• Exercise instructions
Your response should consist of the entire listing, transcribed exactly, with every image left out.

• Input data
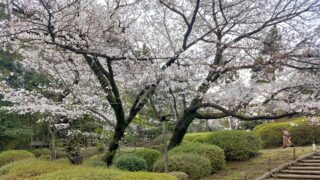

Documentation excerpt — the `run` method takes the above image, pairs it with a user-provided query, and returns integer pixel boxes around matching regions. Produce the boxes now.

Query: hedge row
[0,150,35,167]
[254,118,320,148]
[186,130,261,161]
[0,158,176,180]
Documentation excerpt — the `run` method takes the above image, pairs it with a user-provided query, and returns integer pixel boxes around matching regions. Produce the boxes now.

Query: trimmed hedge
[115,154,147,171]
[115,148,161,171]
[192,130,261,161]
[254,118,320,148]
[169,142,225,173]
[0,158,71,179]
[35,167,177,180]
[0,150,35,167]
[153,153,212,180]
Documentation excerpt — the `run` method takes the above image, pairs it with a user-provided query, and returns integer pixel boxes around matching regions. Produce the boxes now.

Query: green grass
[202,146,314,180]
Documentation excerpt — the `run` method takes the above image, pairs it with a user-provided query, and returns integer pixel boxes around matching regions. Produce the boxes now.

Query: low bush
[0,150,35,167]
[83,154,107,167]
[168,171,189,180]
[183,132,210,142]
[55,148,67,158]
[254,118,320,148]
[80,146,100,159]
[192,130,261,161]
[153,153,212,180]
[115,154,147,171]
[0,158,71,179]
[169,142,225,173]
[31,148,51,158]
[35,167,176,180]
[115,148,161,171]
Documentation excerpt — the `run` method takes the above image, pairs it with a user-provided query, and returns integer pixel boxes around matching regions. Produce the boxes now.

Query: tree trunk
[105,123,126,166]
[167,110,196,150]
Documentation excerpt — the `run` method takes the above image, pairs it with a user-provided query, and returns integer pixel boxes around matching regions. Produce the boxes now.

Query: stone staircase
[261,152,320,179]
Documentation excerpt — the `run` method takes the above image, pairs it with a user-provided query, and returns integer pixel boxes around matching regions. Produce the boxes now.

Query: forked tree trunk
[168,110,197,150]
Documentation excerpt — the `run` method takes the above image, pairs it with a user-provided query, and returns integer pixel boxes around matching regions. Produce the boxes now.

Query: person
[281,127,294,148]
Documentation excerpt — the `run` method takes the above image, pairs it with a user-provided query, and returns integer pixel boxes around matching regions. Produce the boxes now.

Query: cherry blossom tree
[1,0,320,165]
[140,0,320,149]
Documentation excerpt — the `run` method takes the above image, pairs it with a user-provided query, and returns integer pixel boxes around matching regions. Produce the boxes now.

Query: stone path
[258,152,320,179]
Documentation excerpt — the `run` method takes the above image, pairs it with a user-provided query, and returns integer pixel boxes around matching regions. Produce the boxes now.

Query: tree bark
[105,123,126,166]
[168,109,197,150]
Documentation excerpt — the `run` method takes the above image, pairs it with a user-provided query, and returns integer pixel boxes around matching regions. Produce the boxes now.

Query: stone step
[302,160,320,163]
[281,170,320,175]
[309,156,320,159]
[272,173,320,179]
[293,163,320,166]
[288,166,320,170]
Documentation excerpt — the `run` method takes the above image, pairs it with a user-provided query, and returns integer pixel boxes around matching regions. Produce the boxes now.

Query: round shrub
[193,130,261,161]
[183,132,210,142]
[153,153,212,180]
[169,142,225,173]
[132,148,161,171]
[31,148,51,158]
[115,154,147,171]
[115,148,161,171]
[80,146,100,159]
[83,154,107,167]
[0,158,71,179]
[0,150,35,167]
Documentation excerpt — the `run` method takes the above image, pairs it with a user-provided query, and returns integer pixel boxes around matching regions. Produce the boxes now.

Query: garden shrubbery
[153,153,212,180]
[35,167,176,180]
[192,130,261,161]
[115,154,147,171]
[0,158,71,179]
[254,118,320,148]
[80,146,101,159]
[0,150,35,167]
[115,148,161,171]
[30,148,51,158]
[83,154,107,167]
[169,142,225,173]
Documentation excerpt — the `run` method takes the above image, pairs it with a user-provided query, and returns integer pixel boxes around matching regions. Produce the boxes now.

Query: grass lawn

• Result of this task
Documentation excerpt — the `run` method takes the above image, pairs it with a user-provided query, and returns integer pixel boxes around matching regions. Produce the boxes now.

Query: hedge row
[0,150,35,167]
[254,118,320,148]
[186,130,261,161]
[0,158,176,180]
Documentation excerpt — the `run` method takes the above image, pairs it with a user-provided query, and returns integer pixel boxes around matching regions. Produce the boxes now.

Query: trimmed hedge
[115,154,147,171]
[115,148,161,171]
[192,130,261,161]
[254,118,320,148]
[169,142,225,173]
[0,158,71,179]
[35,167,177,180]
[0,150,35,167]
[153,153,212,180]
Documentation excerpt — the `run` method takes the above image, pairs it with a user-provided query, and returns integer pixel boxes around matching regions. Produce the boxes now.

Query: green grass
[202,146,314,180]
Documentation excerpt — the `run` method takes the above image, pairs it with a user-provided query, and returns integer pixel boxes around matching regions. Produce the boxes now.

Query: low bush
[0,150,35,167]
[83,154,107,167]
[168,171,189,180]
[183,132,210,142]
[55,148,67,158]
[254,118,320,148]
[80,146,100,159]
[192,130,261,161]
[153,153,212,180]
[115,154,147,171]
[0,158,71,179]
[169,142,225,173]
[31,148,51,158]
[35,167,176,180]
[115,148,161,171]
Documentation excerpt — the `run` method takes the above image, pairs it with a user-provided query, and returns integer pixel boxes around matching regions. Produce the boxes now.

Query: tree trunk
[105,123,126,166]
[167,110,196,150]
Documentation excerpt — the `run` method takes the above image, pairs it with a user-provided query, and returns integer pixel boxes around matching regions. Produce the boxes now.

Query: stone staircase
[261,152,320,179]
Documentation excerpt — the `run` method takes the above image, pairs it with a user-provided query, and returns integer pixel boxes around matching regions. Produce the boxes now.

Query: forked tree trunk
[168,110,197,150]
Documentation excerpt — the `run` method takes the above image, pairs it with a user-provided query, and returns integer pixel boxes around matching regions. Produce the boxes now.

Query: person
[281,127,294,148]
Documentation excerpt — the `run` method takes the above image, pairs it with a user-provided query, and returns integer pixel boxes around matching regions. Produce the boxes now.

Query: cherry blossom tree
[1,0,320,165]
[140,0,320,149]
Documentation excerpt — the `run` method takes the above image, pairs it with a user-provided query, and returns integer pixel boxes around matching regions. Produce the boxes now.

Query: stone path
[258,152,320,179]
Documentation excerpt — the `run` method takes the above image, pairs it with a user-provided query, and returns integer pixel boxes around matching regions. Produce the boxes now.

Query: tree bark
[105,123,126,166]
[168,109,197,150]
Documentation excerpt — the `run` method takes the above image, pairs it with a user-provided query, and returns integer pixel boxes around matching regions. Produce the boxes now.

Query: stone step
[302,160,320,163]
[281,170,320,175]
[309,156,320,159]
[272,173,320,179]
[293,163,320,166]
[288,166,320,170]
Documentation excerpt — the `run` method takes the above image, pairs it with a user-provided query, and returns integer pixel boxes around matching regions. Produce the boxes now.

Query: round shrub
[193,130,261,161]
[183,132,210,142]
[153,153,212,180]
[169,142,225,173]
[132,148,161,171]
[31,148,51,158]
[115,154,147,171]
[115,148,161,171]
[80,146,100,159]
[83,154,107,167]
[0,158,71,179]
[0,150,35,167]
Documentation excerpt — the `run` method takes the above image, pairs it with a user-provided query, and returns integer pixel boxes around matching regions. Produce the boxes now.

Query: garden shrubbery
[153,153,212,180]
[35,167,176,180]
[192,130,261,161]
[115,154,147,171]
[0,158,71,179]
[254,118,320,148]
[80,146,101,159]
[0,150,35,167]
[115,148,161,171]
[30,148,51,158]
[83,154,107,167]
[169,142,225,173]
Documentation excerpt — the `run` method takes the above image, pairs it with a user-provided query, and returns integer pixel boxes around matching regions. Produce the boxes now.

Query: grass lawn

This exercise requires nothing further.